Stated task
Please recast the items below as a Markdown table with two columns, No. and Item, numbering each row and leaving out any blank lines.

Task input
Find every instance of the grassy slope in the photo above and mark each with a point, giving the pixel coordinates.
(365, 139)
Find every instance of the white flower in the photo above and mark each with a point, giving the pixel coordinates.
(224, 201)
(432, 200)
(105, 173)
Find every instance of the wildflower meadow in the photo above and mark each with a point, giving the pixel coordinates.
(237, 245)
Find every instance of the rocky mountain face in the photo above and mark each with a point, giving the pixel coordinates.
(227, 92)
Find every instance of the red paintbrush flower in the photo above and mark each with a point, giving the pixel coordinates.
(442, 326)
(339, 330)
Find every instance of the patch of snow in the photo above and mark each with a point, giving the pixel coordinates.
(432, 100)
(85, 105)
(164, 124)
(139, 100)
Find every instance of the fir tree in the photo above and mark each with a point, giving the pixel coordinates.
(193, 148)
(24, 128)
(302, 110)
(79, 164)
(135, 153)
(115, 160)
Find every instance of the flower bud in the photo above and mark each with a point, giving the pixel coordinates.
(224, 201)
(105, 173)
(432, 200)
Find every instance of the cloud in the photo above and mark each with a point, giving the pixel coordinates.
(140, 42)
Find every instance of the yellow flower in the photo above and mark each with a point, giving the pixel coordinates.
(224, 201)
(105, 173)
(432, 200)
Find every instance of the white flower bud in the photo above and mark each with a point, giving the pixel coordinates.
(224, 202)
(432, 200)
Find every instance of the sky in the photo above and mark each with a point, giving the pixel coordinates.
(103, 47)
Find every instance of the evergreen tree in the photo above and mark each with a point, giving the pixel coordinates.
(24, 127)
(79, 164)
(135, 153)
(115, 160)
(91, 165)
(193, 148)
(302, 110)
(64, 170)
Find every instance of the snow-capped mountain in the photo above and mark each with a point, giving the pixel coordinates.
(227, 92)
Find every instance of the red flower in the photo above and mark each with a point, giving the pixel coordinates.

Right answer
| No. | Item |
|---|---|
| 1 | Find every instance of the grassy slope in the photo above and mark each with a point, giving the pixel coordinates. |
| 2 | (365, 139) |
| 3 | Find every instance of the white flower in the photo above and mark each with a point, giving the pixel coordinates. |
| 4 | (224, 201) |
| 5 | (432, 200) |
| 6 | (105, 173) |
| 7 | Find every instance of the wildflower meadow in the photo above and mark each with a point, giving the pixel coordinates. |
| 8 | (237, 245) |
| 9 | Find every instance of the rocky mountain face in the photo above and mark each with a point, giving the pixel coordinates. |
| 10 | (227, 92) |
| 11 | Find every instance of the red paintbrush flower in the photo above and mark each with a point, giving the pixel coordinates. |
| 12 | (442, 326) |
| 13 | (339, 330) |
| 14 | Find every instance of the patch of snow in the photo above and mark each with a point, giving the pixel coordinates. |
| 15 | (432, 100) |
| 16 | (85, 105) |
| 17 | (164, 124) |
| 18 | (139, 100) |
| 19 | Find every instance of the fir tree in the photo above and mark each with a point, giving the pixel coordinates. |
| 20 | (193, 148) |
| 21 | (24, 128) |
| 22 | (302, 110) |
| 23 | (79, 164) |
| 24 | (135, 153) |
| 25 | (115, 160) |
| 26 | Find every instance of the flower bud in the photo above and mark each with a point, giving the pixel coordinates. |
| 27 | (224, 201) |
| 28 | (105, 173) |
| 29 | (432, 200) |
| 30 | Find every instance of the cloud in the photo above and mark each with a point, giving the pixel coordinates. |
| 31 | (140, 42) |
| 32 | Find every instance of the yellow flower in the photo above and mark each with a point, giving the pixel coordinates. |
| 33 | (224, 201) |
| 34 | (105, 173) |
| 35 | (432, 200) |
| 36 | Find every instance of the white flower bud in the photo above and mark each with a point, giving the pixel coordinates. |
| 37 | (224, 202) |
| 38 | (432, 200) |
| 39 | Find every instance of the sky in the photo above and mark each with a point, giving the pixel coordinates. |
| 40 | (103, 47) |
| 41 | Find every instance of the evergreen tree in the photo above and mark each with a point, giving the pixel coordinates. |
| 42 | (24, 127) |
| 43 | (79, 164) |
| 44 | (135, 153) |
| 45 | (115, 160) |
| 46 | (91, 165) |
| 47 | (193, 148) |
| 48 | (302, 110) |
| 49 | (64, 170) |
| 50 | Find every instance of the snow-capped mountain in the photo above and mark each with a point, giving the pixel coordinates. |
| 51 | (227, 92) |
| 52 | Find every instance of the red flower in the photo above and mark each with a point, giving the pixel coordinates. |